DIRECTIONS FOR THIS TASK:
Pick out every line in the entries below that contains the string "instance" and copy each such line in full.

SOURCE RECORDS:
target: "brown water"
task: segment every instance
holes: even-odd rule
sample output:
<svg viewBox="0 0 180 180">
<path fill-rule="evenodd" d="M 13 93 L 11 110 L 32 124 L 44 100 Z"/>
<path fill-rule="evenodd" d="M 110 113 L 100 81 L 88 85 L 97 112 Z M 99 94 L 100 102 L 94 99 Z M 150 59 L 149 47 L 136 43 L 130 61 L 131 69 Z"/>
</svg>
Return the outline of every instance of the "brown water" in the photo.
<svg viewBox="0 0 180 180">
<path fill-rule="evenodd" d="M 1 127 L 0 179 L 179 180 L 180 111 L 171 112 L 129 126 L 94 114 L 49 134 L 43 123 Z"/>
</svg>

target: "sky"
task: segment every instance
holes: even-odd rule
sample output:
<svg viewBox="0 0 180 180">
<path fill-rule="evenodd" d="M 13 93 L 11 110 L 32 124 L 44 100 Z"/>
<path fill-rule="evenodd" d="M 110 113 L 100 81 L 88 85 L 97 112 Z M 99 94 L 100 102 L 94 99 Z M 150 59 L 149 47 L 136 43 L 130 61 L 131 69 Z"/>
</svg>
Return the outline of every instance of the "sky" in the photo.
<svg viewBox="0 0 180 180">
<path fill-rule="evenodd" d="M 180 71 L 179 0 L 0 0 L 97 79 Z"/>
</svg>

REPLY:
task: segment every instance
Return the outline of every instance of the "brown water" in the photo.
task: segment every instance
Return the outline of every instance of the "sky" in the photo.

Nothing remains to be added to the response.